Task description: For the data below, give again exactly the lines from the one containing "lobe in this photo." through the one containing "top in this photo.", both ends included, and no others.

Dataset excerpts:
----

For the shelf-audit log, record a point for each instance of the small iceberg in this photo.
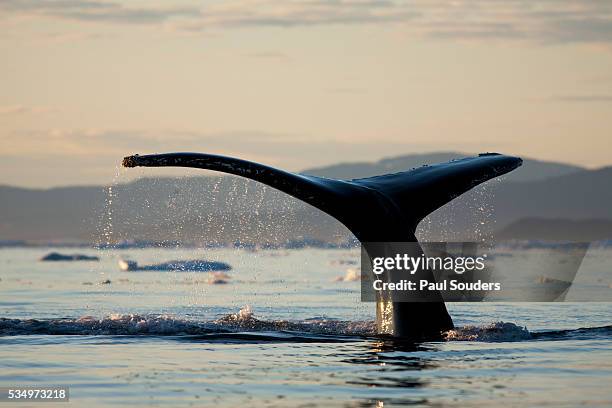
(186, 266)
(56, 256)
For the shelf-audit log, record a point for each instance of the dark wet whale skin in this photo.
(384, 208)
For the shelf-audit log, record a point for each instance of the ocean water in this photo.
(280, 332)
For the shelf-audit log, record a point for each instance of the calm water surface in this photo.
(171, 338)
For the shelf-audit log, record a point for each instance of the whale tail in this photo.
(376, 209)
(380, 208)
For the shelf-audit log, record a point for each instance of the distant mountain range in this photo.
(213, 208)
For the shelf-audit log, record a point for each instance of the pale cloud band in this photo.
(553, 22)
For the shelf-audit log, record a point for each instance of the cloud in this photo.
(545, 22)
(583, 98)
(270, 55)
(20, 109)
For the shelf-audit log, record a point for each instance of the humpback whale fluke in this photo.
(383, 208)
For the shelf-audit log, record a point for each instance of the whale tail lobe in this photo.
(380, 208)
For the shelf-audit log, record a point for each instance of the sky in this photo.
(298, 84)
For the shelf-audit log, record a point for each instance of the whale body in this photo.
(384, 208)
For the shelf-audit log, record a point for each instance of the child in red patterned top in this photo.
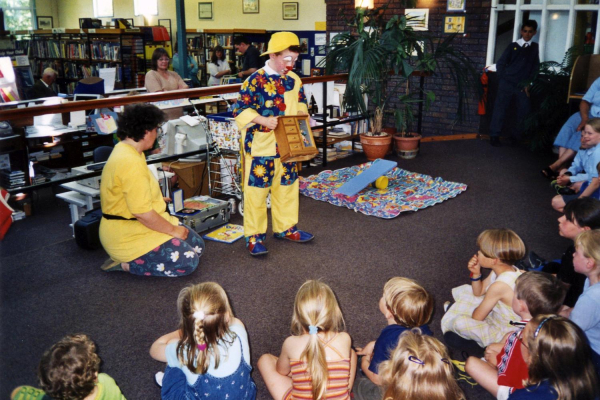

----

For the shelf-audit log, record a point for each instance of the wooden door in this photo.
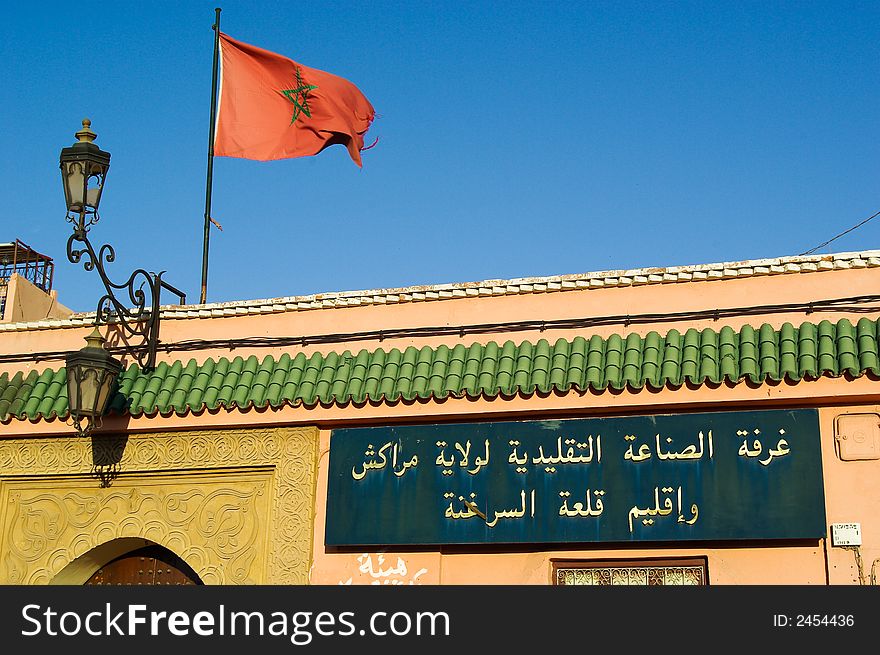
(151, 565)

----

Response for this exercise:
For the shelf-audit log, record a point for each instance of the whale tail lobe in this photo.
(380, 208)
For the shelf-audit log, record a point for each instance of the sky in this photo.
(298, 84)
For the shelf-audit log, record a point for each instance of the whale body in this photo.
(384, 208)
For the shelf-audit log, record a point for each instance of the child in red patterned top in this photo.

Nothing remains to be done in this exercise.